TEXTE À LIRE ->
==*==
« Ce qui nous plait dans notre activité, c’est de trouver des solutions d’aménagement et de mobilier pour optimiser l’espace, même quand cela parait irréalisable à première vue ». En une phrase, Benjamin Van Santen pourrait bien avoir décrit Miniatur, le projet que sa compagne Louise Taquin et lui ont lancé. Face aux défis actuels du logement, Louise et Benjamin, deux jeunes diplômés de l’Ecole Supérieure des Arts Saint-Luc en design industriel, se sont lancés dans la conception de mobilier sur mesure et l’aménagement d’intérieur de (très) petits espaces. Joaquim Dupont les a rencontrés pour Circubuild : une discussion riche en enseignements et une réflexion sur notre conception du logement.
Un duo dynamique et complémentaire
Ils se sont rencontrés sur les bancs de l’ESA Saint-Luc, en section de design industriel. Le courant est bien passé, et voilà Louise et Benjamin qui s’embarquent vers des projets ambitieux, dès la fin de leurs études. Ils veulent entreprendre, mais surtout apprendre. Pour ce dernier objectif, ils réalisent leur propre tiny house à Liège, un projet de plus d’un an, qu’ils ont mené de bout en bout : du dessin à la création des meubles et leur installation, et évidemment l’aménagement complet de leur mini-logement sur roues. Une belle première aventure, avant de vivre un autre projet fou, qui les a mis en lumière.
Joaquim Dupont : Après votre tiny house, vous êtes contactés pour un autre projet insolite, est-ce que vous pouvez nous en dire plus ?
Louise : « Un peu par hasard, nous avons été contactés par un particulier, un ami d’un ami, qui possédait un pigeonnier dans son jardin qu’il désirait transformer en Air BnB. Il nous a laissé carte blanche, et nous avons conçu absolument tout le mobilier et réalisé tous les travaux d’aménagement nous-même. L’espace était vraiment réduit, un très beau challenge pour nous. Le résultat était vraiment positif, et ce logement insolite a rapidement fait parler de lui dans la presse. Il serait, même si nous n’en avons pas la preuve officielle, le plus petit logement complet Airbnb, avec 10m2 ».
==*==
CONSIGNE -> Extrayez mot pour mot, de l'article sur Miniatur, le passage qui va de « Un duo dynamique » jusqu'à « mis en lumière. ».

Lignes d'étiquetage de zones
==*==
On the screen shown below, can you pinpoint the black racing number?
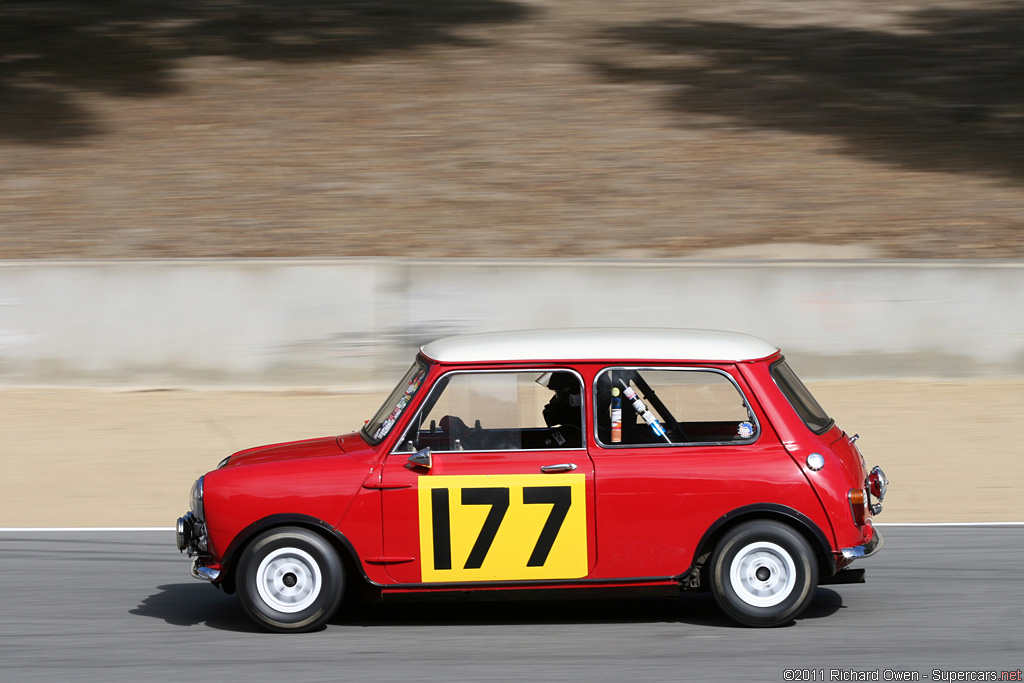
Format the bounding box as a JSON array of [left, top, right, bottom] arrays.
[[430, 486, 572, 570], [522, 486, 572, 567], [462, 488, 509, 569], [430, 488, 452, 569]]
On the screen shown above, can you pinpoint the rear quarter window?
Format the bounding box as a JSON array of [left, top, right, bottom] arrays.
[[771, 360, 835, 434]]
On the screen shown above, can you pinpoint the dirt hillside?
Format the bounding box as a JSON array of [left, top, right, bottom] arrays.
[[0, 0, 1024, 259]]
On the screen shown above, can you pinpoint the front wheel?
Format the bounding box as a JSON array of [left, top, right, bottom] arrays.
[[710, 520, 818, 627], [237, 526, 345, 633]]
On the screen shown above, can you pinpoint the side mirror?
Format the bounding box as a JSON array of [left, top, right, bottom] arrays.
[[407, 446, 434, 470]]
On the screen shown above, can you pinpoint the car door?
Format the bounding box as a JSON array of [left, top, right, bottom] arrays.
[[591, 367, 794, 580], [380, 369, 596, 586]]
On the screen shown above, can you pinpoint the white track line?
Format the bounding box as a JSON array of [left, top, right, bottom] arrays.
[[6, 522, 1024, 533], [0, 526, 175, 533]]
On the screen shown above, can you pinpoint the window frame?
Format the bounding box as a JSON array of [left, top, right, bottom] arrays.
[[391, 366, 587, 455], [591, 365, 763, 451]]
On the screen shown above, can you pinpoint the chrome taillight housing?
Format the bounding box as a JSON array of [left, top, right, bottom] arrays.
[[865, 465, 889, 503]]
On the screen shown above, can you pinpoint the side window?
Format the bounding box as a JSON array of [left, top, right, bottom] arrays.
[[594, 368, 758, 446], [399, 371, 583, 452]]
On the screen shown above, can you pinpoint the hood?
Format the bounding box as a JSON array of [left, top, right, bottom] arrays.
[[224, 436, 344, 467]]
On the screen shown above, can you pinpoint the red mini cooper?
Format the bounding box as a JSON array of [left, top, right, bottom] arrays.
[[177, 329, 888, 631]]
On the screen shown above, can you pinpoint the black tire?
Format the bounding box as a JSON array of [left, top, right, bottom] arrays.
[[236, 526, 345, 633], [709, 519, 818, 627]]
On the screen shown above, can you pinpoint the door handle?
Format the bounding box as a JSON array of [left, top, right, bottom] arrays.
[[541, 463, 575, 474]]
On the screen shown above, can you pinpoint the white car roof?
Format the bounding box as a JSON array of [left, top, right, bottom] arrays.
[[420, 328, 778, 362]]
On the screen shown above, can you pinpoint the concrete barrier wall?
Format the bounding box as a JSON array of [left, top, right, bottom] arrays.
[[0, 259, 1024, 389]]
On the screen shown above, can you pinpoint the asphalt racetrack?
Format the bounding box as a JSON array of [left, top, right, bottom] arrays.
[[0, 525, 1024, 682]]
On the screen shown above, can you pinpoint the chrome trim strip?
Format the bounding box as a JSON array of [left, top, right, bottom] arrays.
[[591, 360, 763, 451], [541, 463, 577, 474]]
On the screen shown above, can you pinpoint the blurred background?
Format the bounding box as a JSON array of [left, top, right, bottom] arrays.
[[0, 0, 1024, 526]]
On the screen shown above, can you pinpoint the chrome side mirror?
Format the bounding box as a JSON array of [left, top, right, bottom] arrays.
[[407, 446, 434, 470]]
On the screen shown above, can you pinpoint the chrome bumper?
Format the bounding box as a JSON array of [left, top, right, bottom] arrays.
[[190, 557, 220, 581], [843, 529, 884, 560]]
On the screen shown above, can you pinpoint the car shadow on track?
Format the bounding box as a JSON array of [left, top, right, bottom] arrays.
[[129, 583, 263, 633], [331, 588, 843, 629], [130, 584, 844, 633]]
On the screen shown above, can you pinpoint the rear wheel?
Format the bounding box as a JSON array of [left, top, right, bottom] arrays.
[[710, 520, 818, 627], [237, 526, 345, 632]]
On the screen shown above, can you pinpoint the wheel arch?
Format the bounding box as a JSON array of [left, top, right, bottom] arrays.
[[684, 503, 836, 590], [220, 513, 370, 593]]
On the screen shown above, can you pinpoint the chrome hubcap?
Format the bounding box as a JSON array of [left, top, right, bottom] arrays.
[[256, 548, 323, 613], [729, 541, 797, 607]]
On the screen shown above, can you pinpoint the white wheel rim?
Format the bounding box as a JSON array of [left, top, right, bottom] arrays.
[[729, 541, 797, 607], [256, 548, 324, 613]]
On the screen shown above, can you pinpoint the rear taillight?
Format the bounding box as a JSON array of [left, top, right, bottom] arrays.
[[867, 465, 889, 503], [847, 488, 867, 526]]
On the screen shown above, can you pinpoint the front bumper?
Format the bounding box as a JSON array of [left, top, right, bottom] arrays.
[[842, 526, 884, 562], [174, 512, 221, 583], [190, 557, 220, 583]]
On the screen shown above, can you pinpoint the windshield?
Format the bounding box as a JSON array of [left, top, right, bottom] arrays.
[[362, 359, 427, 445], [771, 360, 833, 434]]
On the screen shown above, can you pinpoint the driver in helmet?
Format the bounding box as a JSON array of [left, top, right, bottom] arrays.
[[537, 372, 583, 449]]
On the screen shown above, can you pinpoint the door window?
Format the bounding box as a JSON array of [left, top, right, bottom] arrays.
[[399, 370, 584, 453], [594, 368, 759, 446]]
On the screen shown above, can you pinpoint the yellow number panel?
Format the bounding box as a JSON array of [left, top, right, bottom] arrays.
[[419, 474, 588, 583]]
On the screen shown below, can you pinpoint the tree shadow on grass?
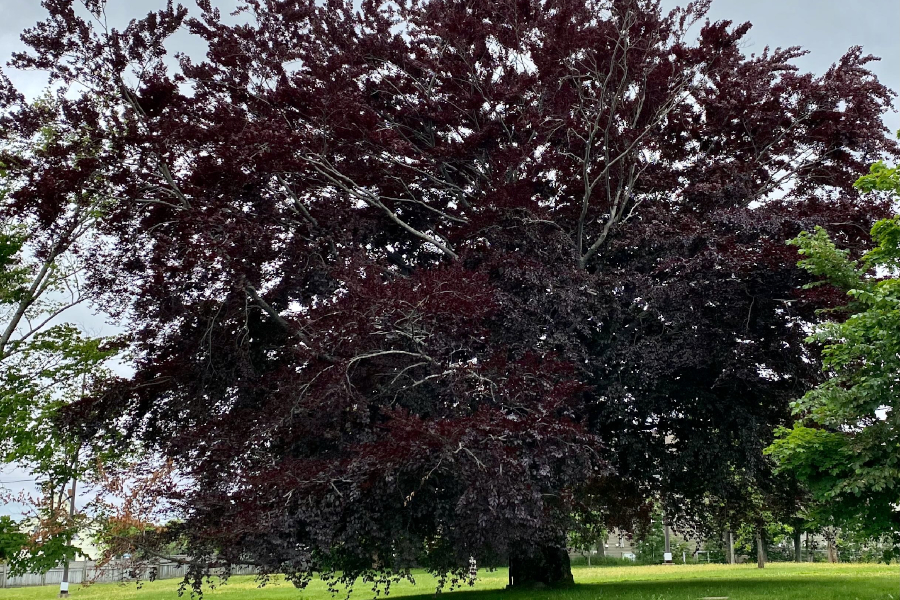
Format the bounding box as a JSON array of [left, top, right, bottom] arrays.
[[390, 577, 895, 600]]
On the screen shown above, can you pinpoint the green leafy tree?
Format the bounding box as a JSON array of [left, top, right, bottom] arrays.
[[0, 122, 117, 573], [768, 163, 900, 555]]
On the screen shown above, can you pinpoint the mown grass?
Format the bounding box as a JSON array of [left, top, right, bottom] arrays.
[[0, 563, 900, 600]]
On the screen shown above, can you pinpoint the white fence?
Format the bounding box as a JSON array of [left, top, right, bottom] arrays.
[[0, 560, 256, 589]]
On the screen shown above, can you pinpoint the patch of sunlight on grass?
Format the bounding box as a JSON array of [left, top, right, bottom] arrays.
[[0, 563, 900, 600]]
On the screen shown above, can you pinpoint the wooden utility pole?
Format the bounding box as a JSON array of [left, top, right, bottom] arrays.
[[663, 519, 672, 565], [59, 477, 76, 598], [756, 527, 766, 569]]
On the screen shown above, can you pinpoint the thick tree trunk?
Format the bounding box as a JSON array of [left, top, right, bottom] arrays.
[[756, 531, 766, 569], [509, 546, 575, 588]]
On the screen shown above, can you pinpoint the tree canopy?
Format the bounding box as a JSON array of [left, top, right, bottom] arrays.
[[769, 163, 900, 564], [3, 0, 898, 585]]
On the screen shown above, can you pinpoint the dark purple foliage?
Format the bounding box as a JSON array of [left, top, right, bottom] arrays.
[[2, 0, 897, 582]]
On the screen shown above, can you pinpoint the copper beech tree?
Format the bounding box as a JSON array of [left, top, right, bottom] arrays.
[[3, 0, 897, 585]]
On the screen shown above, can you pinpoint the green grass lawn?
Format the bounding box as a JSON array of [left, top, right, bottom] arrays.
[[0, 563, 900, 600]]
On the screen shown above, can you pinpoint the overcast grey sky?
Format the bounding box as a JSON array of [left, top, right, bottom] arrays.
[[0, 0, 900, 514]]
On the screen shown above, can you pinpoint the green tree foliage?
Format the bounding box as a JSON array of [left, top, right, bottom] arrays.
[[769, 163, 900, 552], [0, 142, 117, 572]]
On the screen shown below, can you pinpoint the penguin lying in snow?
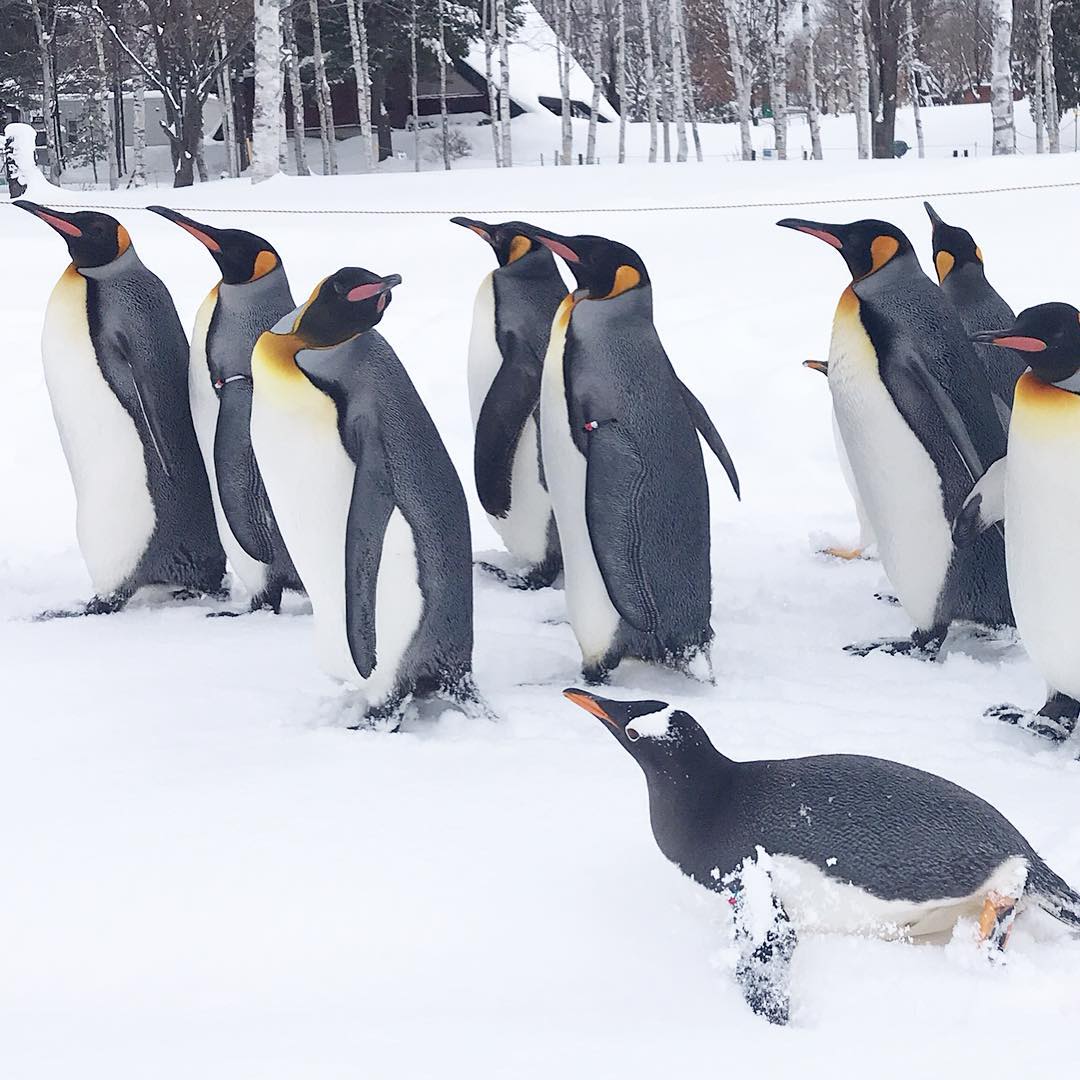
==*==
RÉPONSE RÉDIGÉE ->
Un duo dynamique et complémentaire
Ils se sont rencontrés sur les bancs de l’ESA Saint-Luc, en section de design industriel. Le courant est bien passé, et voilà Louise et Benjamin qui s’embarquent vers des projets ambitieux, dès la fin de leurs études. Ils veulent entreprendre, mais surtout apprendre. Pour ce dernier objectif, ils réalisent leur propre tiny house à Liège, un projet de plus d’un an, qu’ils ont mené de bout en bout : du dessin à la création des meubles et leur installation, et évidemment l’aménagement complet de leur mini-logement sur roues. Une belle première aventure, avant de vivre un autre projet fou, qui les a mis en lumière.